Because no single ML technique is best suited for all datasets, four ML algorithms were used to model the spatial distributions of S and Se element in European soils. These four ML techniques account for non-linear relationship and potential interaction between predictive variables. The script was programmed in Python using algorithms developed by scikit-learn version 1.1.2[thin space (1/6-em)]40 and made available on Zenodo.41 The four models included Multi-layer Perceptron (MLP) Regressor, Support Vector Regression using the linear (Lin-SVR) and radial basis function (RBF-SVR) kernels, and Random Forest Regressor (RFR). Detailed model setup and analysis is included in the ESI, including hyperparameters and their ranges of tuning values (Fig. S1–S4). To preserve idiosyncrasies in predictions associated with each model technique and to better evaluate overfitting, we evaluated the results of each model individually and did not average results.42

We divided the dataset into training (80%) and testing (20%) subsets to help identify suitable parameters. For each tuning iteration (n = 1000), the training and test dataset was chosen randomly with replacement. Hyperparameter values of each model were chosen randomly within a set range, and after each iteration, the parameter values were rank sorted based on the root mean squared error (RMSE) of the testing dataset (detailed in ESI). The hyperparameter values associated with the lowest RMSE were selected for the final run. During the final runs (n = 100 iterations), the data were randomly split into training and testing to assess overfitting of the model. In addition, current and future predictions along with model sensitivity analyses were performed for each iteration; thus, all predictions are directly comparable. The results from the final runs from the same ML technique were averaged (detailed in ESI).

Models were assessed for overfitting, and individual pixels were assessed for both accuracy and precision (detailed in ESI). Briefly, overfitting was assessed by comparing performance (i.e., R2) of the training and testing datasets, scrutinizing sensitivity analyses to ensure that variables within the model behaved as expected, and examining current and future prediction for extreme patterns. Finally, to be as conservative as possible, all predictions were screened for accuracy (i.e., how close predicted concentrations matched measured concentrations) and precision (i.e., how variable was the predicted concentration). Pixel accuracy (i.e., relative residual = (measured concentration – modeled concentration)/measured concentration) and precision (i.e., prediction stdev/prediction mean) thresholds were set at ±30% and 0.3, respectively. All pixels more extreme than either of these thresholds were not interpreted; however, it is important to note that all points, regardless of their precision or accuracy, were used to model both current and future changes on soil element concentrations to avoid biasing the data. Accuracy and precision filters only influenced the data visualization and summary statistics.

Mechanistic evaluation

Each variable within the model has one or more mechanisms that influence element concentrations in the environment. Model sensitivity analyses and partial dependence plots were used to identify the dominant predictive variable influencing spatial patterns of each element (detailed in ESI).43,44 With the sensitivity analysis, we generalized the independent effect of each predictive variable on element concentrations. Based on the direction of the relationship, we inferred the potential mechanisms driving element concentrations based on trends reported within the literature. If a model fits the data well (i.e., high R2, low RMSE) but does not match mechanistic expectations, it suggests that the model overfits the data; however, we explored the possibility that other mechanisms may exist or that our model is unable to capture local scale processes.

▸ **TASK DATA**
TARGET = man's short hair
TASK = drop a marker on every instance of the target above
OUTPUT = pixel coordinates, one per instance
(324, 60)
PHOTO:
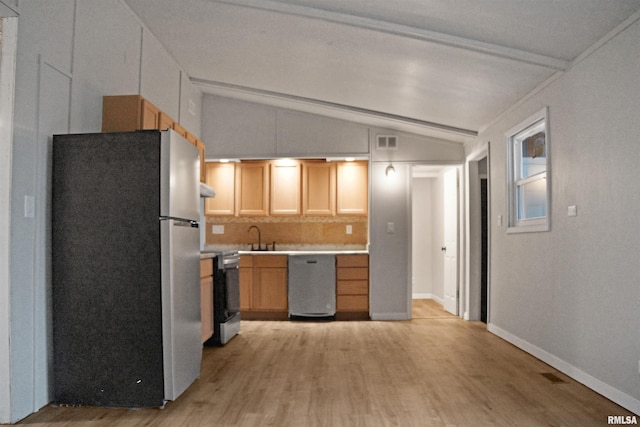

▸ **TO BE DONE**
a) Can you output the part of the soil modeling text starting with "Each variable within" and going on through "local scale processes."?
b) Could you return every line of the listing verbatim, leaving out the pictures?
The soil modeling text has no connection to the listing.

▸ **SOLUTIONS TO THE TASKS**
a)
Each variable within the model has one or more mechanisms that influence element concentrations in the environment. Model sensitivity analyses and partial dependence plots were used to identify the dominant predictive variable influencing spatial patterns of each element (detailed in ESI).43,44 With the sensitivity analysis, we generalized the independent effect of each predictive variable on element concentrations. Based on the direction of the relationship, we inferred the potential mechanisms driving element concentrations based on trends reported within the literature. If a model fits the data well (i.e., high R2, low RMSE) but does not match mechanistic expectations, it suggests that the model overfits the data; however, we explored the possibility that other mechanisms may exist or that our model is unable to capture local scale processes.

b)
TARGET = man's short hair
TASK = drop a marker on every instance of the target above
OUTPUT = pixel coordinates, one per instance
(324, 60)
PHOTO:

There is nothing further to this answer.